Location labeling records —
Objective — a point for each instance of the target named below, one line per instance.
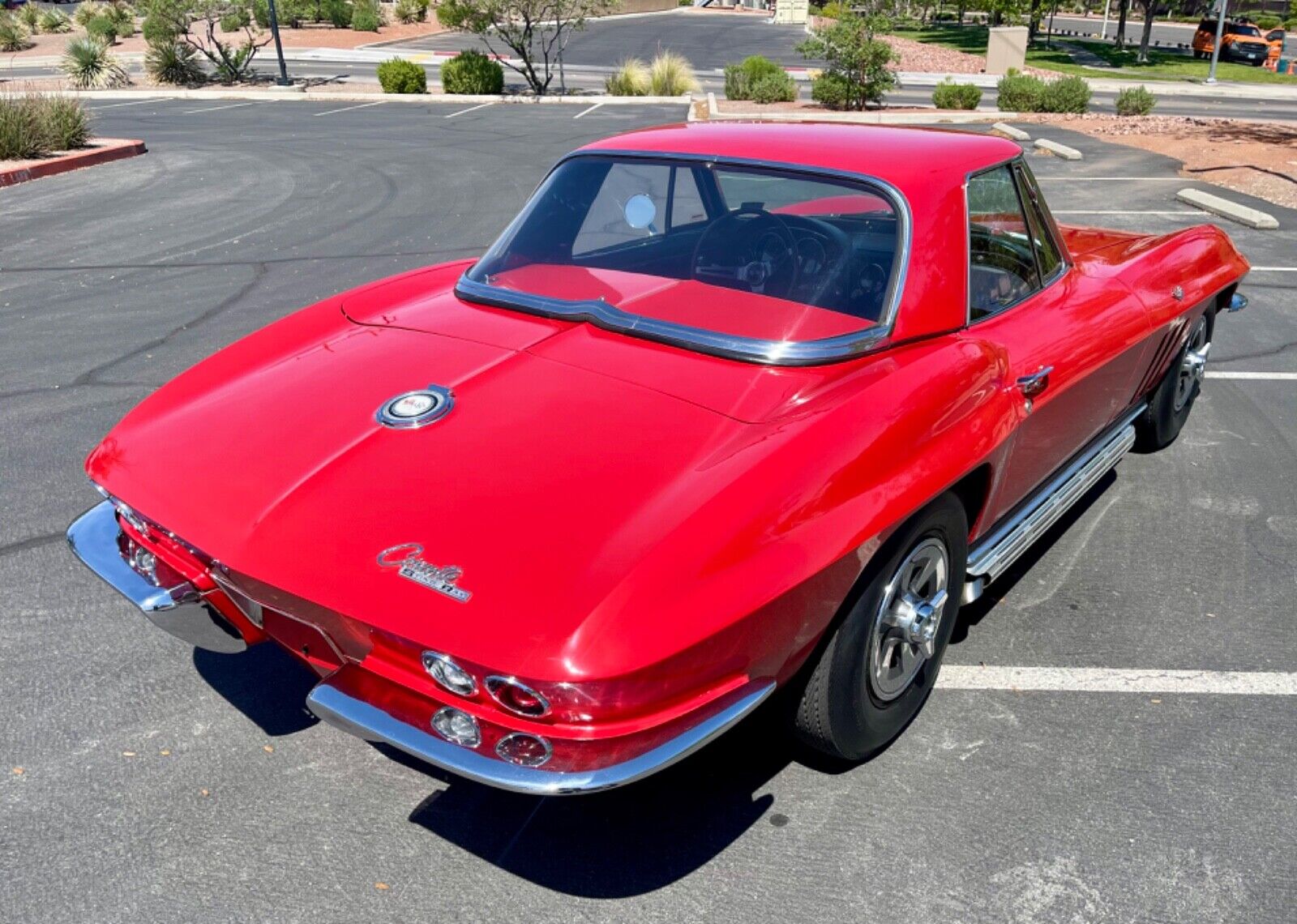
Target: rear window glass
(743, 250)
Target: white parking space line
(1115, 680)
(1227, 374)
(347, 109)
(133, 103)
(470, 109)
(212, 109)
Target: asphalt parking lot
(164, 784)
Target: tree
(195, 23)
(535, 30)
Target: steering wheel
(747, 248)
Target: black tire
(841, 712)
(1167, 408)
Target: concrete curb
(1057, 149)
(297, 96)
(1223, 207)
(1009, 131)
(108, 149)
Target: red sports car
(726, 408)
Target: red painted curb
(108, 149)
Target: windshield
(745, 252)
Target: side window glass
(1002, 263)
(687, 201)
(1047, 250)
(607, 224)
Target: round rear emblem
(415, 409)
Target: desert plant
(29, 15)
(55, 21)
(671, 75)
(741, 77)
(1067, 95)
(402, 77)
(169, 62)
(858, 73)
(13, 34)
(1020, 92)
(950, 95)
(473, 73)
(90, 65)
(1135, 101)
(66, 122)
(631, 78)
(366, 16)
(775, 88)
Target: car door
(1072, 341)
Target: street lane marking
(347, 109)
(1226, 374)
(470, 109)
(133, 103)
(1115, 680)
(212, 109)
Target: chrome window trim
(713, 343)
(1064, 263)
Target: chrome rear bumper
(179, 610)
(337, 708)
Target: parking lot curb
(105, 149)
(1009, 131)
(1223, 207)
(1057, 149)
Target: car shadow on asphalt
(265, 682)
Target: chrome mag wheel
(905, 626)
(1193, 365)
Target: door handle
(1034, 384)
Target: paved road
(164, 784)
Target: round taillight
(516, 697)
(457, 725)
(447, 674)
(523, 749)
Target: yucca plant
(632, 78)
(671, 75)
(55, 21)
(13, 34)
(173, 62)
(90, 65)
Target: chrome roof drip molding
(700, 340)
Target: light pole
(1216, 45)
(279, 49)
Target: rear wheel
(1171, 401)
(881, 662)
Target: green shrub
(1020, 92)
(473, 73)
(23, 135)
(741, 77)
(632, 78)
(66, 122)
(55, 21)
(366, 16)
(103, 30)
(950, 95)
(1067, 95)
(671, 75)
(29, 15)
(90, 65)
(402, 77)
(13, 34)
(1135, 101)
(775, 88)
(174, 62)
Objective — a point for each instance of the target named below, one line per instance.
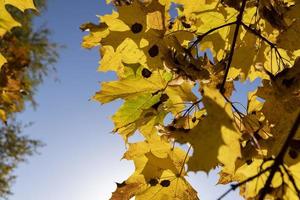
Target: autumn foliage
(184, 66)
(25, 55)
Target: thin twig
(200, 37)
(235, 36)
(279, 158)
(235, 186)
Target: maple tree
(25, 57)
(164, 71)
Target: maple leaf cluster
(185, 65)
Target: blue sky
(81, 159)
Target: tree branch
(235, 186)
(235, 36)
(200, 37)
(279, 158)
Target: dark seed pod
(153, 51)
(153, 182)
(171, 25)
(165, 183)
(119, 185)
(146, 73)
(185, 25)
(248, 162)
(194, 119)
(164, 97)
(136, 28)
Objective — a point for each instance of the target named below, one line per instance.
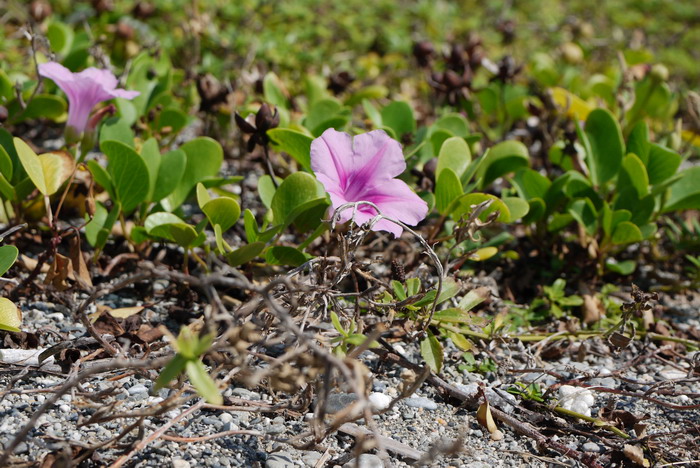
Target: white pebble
(379, 401)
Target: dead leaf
(124, 312)
(59, 272)
(80, 269)
(483, 415)
(636, 455)
(593, 309)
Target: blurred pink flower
(364, 169)
(84, 89)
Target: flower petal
(396, 200)
(331, 155)
(376, 155)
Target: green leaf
(128, 172)
(537, 210)
(517, 206)
(633, 174)
(412, 286)
(472, 299)
(266, 190)
(453, 315)
(117, 129)
(281, 255)
(296, 194)
(454, 123)
(8, 255)
(455, 155)
(431, 350)
(501, 159)
(10, 315)
(250, 225)
(223, 211)
(685, 194)
(47, 171)
(626, 233)
(447, 190)
(170, 172)
(625, 267)
(398, 116)
(337, 325)
(185, 235)
(663, 163)
(531, 184)
(606, 146)
(161, 218)
(399, 290)
(450, 288)
(295, 144)
(171, 371)
(203, 160)
(202, 382)
(272, 89)
(175, 119)
(638, 142)
(102, 177)
(326, 113)
(372, 113)
(244, 254)
(43, 106)
(5, 164)
(367, 92)
(460, 340)
(438, 138)
(98, 229)
(60, 37)
(151, 156)
(585, 213)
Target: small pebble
(421, 402)
(366, 460)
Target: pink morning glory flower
(364, 169)
(84, 89)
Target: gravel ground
(424, 422)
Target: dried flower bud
(452, 79)
(659, 73)
(143, 10)
(39, 10)
(339, 82)
(429, 169)
(124, 31)
(103, 6)
(507, 30)
(265, 119)
(211, 91)
(423, 51)
(457, 58)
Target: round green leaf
(10, 315)
(297, 193)
(8, 255)
(223, 211)
(170, 172)
(455, 155)
(128, 172)
(295, 144)
(501, 159)
(626, 233)
(245, 254)
(398, 116)
(605, 145)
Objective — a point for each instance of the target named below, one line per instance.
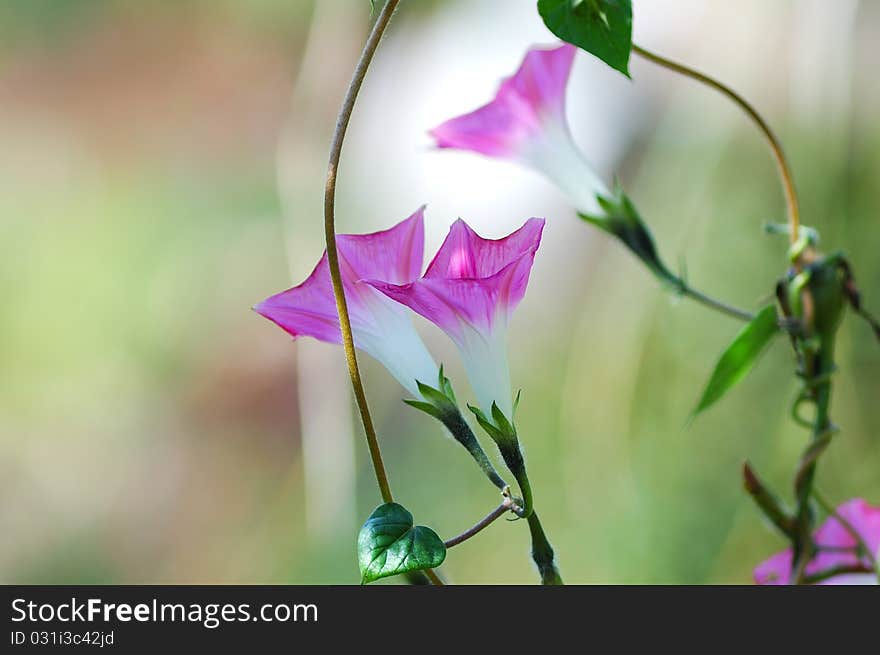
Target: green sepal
(739, 357)
(601, 27)
(622, 220)
(390, 544)
(440, 403)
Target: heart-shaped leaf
(740, 356)
(601, 27)
(389, 544)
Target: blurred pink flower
(469, 291)
(864, 518)
(381, 327)
(526, 123)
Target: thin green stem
(542, 553)
(773, 141)
(434, 578)
(342, 123)
(484, 523)
(843, 569)
(717, 305)
(819, 385)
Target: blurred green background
(161, 171)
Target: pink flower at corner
(526, 123)
(470, 290)
(864, 518)
(381, 327)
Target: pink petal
(472, 281)
(394, 255)
(864, 518)
(309, 309)
(465, 254)
(535, 94)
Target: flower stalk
(786, 177)
(342, 123)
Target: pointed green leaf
(740, 356)
(428, 408)
(601, 27)
(389, 544)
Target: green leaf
(740, 356)
(389, 544)
(601, 27)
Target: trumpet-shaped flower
(526, 123)
(837, 548)
(380, 326)
(469, 291)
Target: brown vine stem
(342, 123)
(773, 141)
(483, 524)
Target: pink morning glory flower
(832, 535)
(380, 326)
(469, 291)
(526, 123)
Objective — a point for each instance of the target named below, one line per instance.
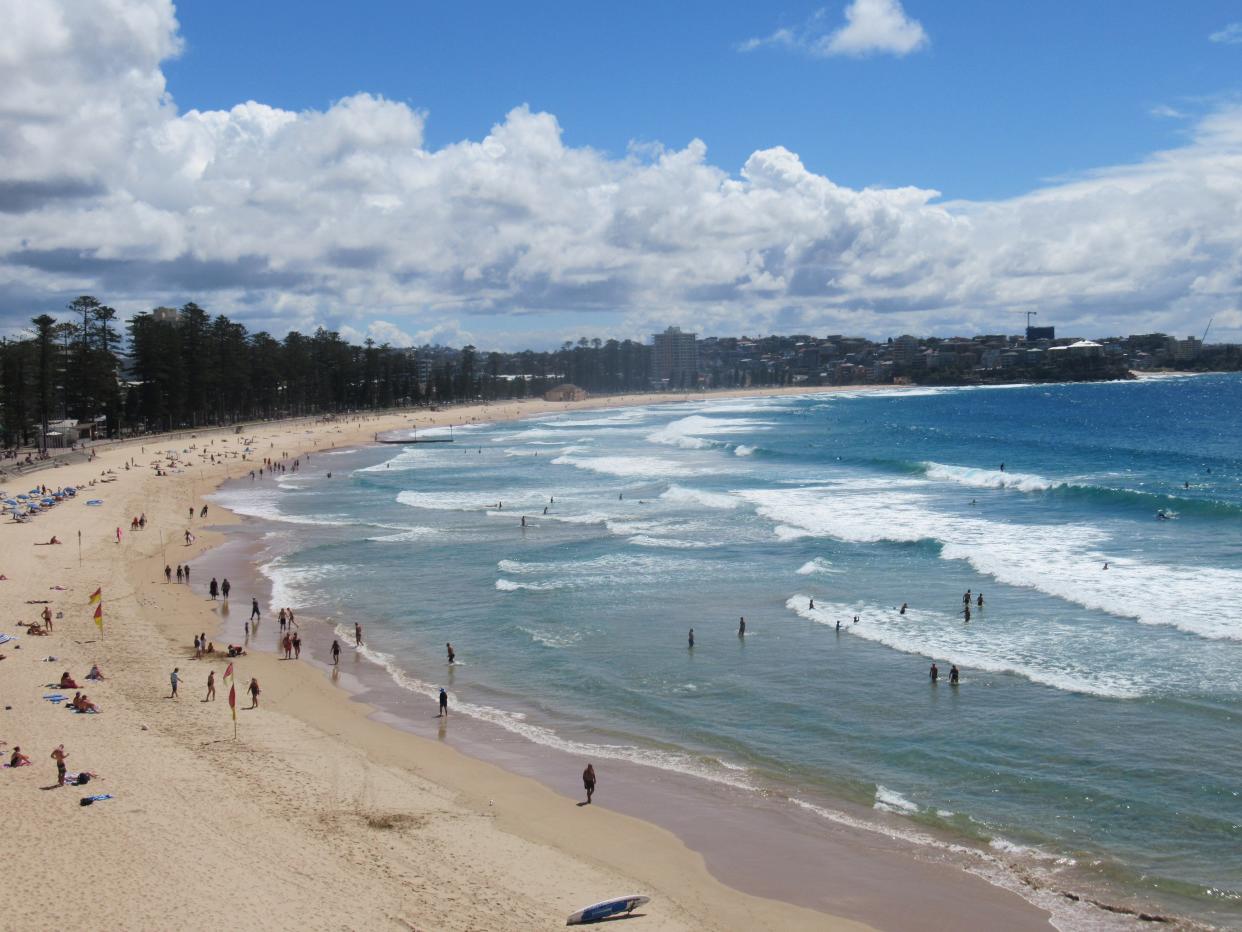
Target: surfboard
(607, 907)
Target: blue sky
(1004, 97)
(517, 174)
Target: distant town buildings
(565, 393)
(676, 359)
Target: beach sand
(317, 815)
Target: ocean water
(1096, 732)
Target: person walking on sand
(589, 782)
(58, 756)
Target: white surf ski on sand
(606, 909)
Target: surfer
(589, 782)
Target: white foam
(407, 533)
(817, 566)
(517, 723)
(1065, 656)
(1060, 559)
(698, 496)
(689, 433)
(635, 466)
(989, 479)
(508, 585)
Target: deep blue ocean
(1096, 731)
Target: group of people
(183, 574)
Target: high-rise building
(676, 357)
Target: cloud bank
(345, 216)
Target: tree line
(190, 369)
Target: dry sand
(316, 817)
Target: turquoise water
(1096, 731)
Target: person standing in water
(589, 782)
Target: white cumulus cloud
(348, 218)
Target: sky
(516, 175)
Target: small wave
(698, 496)
(989, 479)
(508, 585)
(635, 466)
(703, 767)
(817, 566)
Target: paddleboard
(606, 909)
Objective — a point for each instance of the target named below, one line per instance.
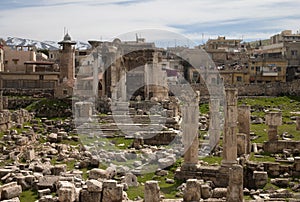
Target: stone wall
(28, 92)
(259, 89)
(280, 145)
(7, 118)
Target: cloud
(45, 20)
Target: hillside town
(123, 121)
(237, 62)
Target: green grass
(286, 104)
(168, 190)
(28, 196)
(260, 130)
(264, 158)
(212, 160)
(204, 108)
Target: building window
(278, 69)
(15, 61)
(294, 52)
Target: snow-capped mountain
(49, 45)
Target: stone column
(244, 124)
(123, 87)
(152, 192)
(230, 129)
(192, 191)
(83, 111)
(235, 187)
(298, 123)
(273, 120)
(112, 192)
(214, 126)
(1, 101)
(190, 125)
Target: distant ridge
(48, 45)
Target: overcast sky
(106, 19)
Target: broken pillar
(235, 186)
(83, 111)
(152, 193)
(298, 123)
(241, 144)
(273, 120)
(214, 126)
(244, 124)
(112, 192)
(190, 125)
(192, 191)
(66, 192)
(230, 129)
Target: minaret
(67, 59)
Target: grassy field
(287, 105)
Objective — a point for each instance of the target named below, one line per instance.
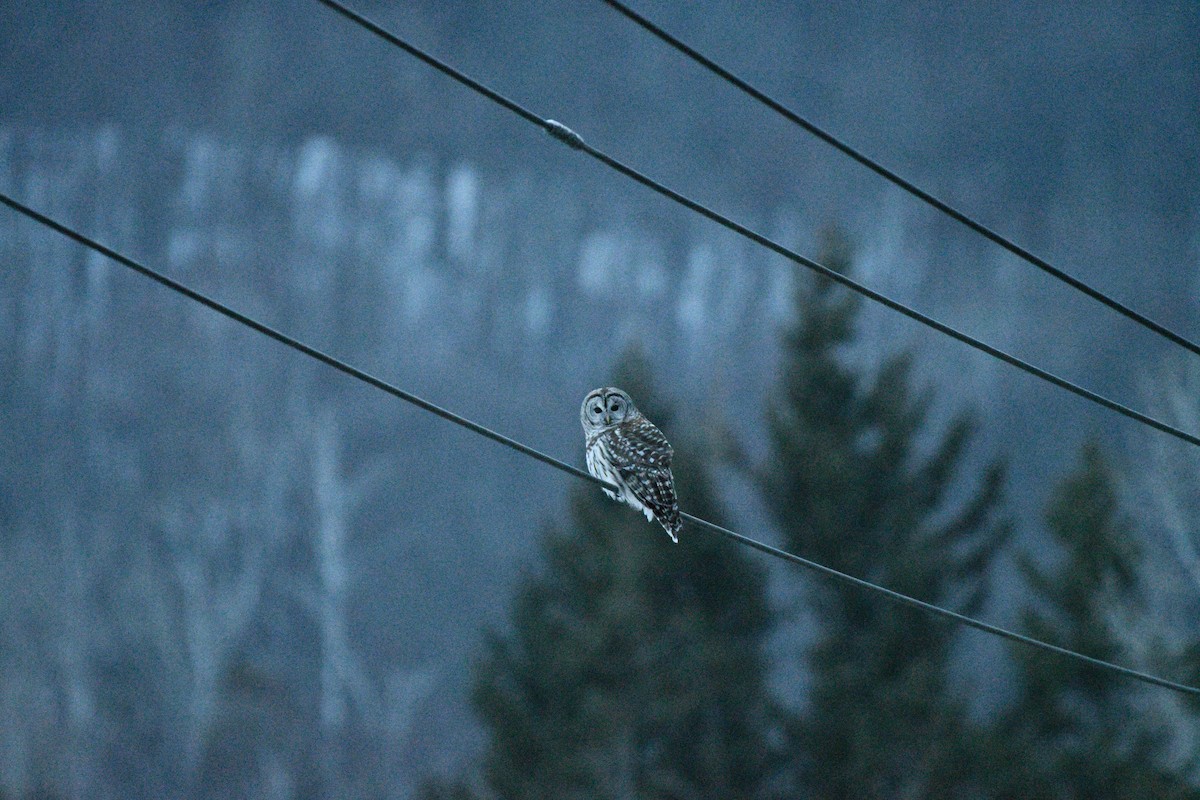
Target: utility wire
(906, 185)
(575, 140)
(408, 397)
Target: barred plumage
(625, 449)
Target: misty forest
(231, 571)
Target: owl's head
(604, 408)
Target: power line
(408, 397)
(906, 185)
(576, 142)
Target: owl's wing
(639, 443)
(642, 457)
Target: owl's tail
(672, 523)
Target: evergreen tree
(634, 667)
(1075, 731)
(858, 481)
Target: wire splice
(755, 236)
(408, 397)
(565, 134)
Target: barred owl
(625, 449)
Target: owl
(625, 449)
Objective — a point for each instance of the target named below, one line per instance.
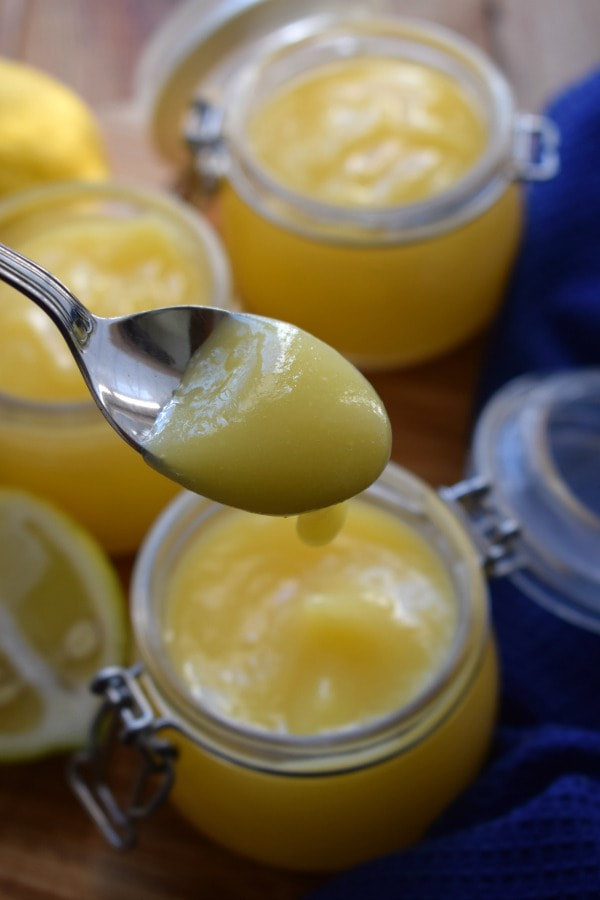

Stated problem — How many lines of the records above contain the string "ocean"? Case counts. Give only the number.

Output for this task — 2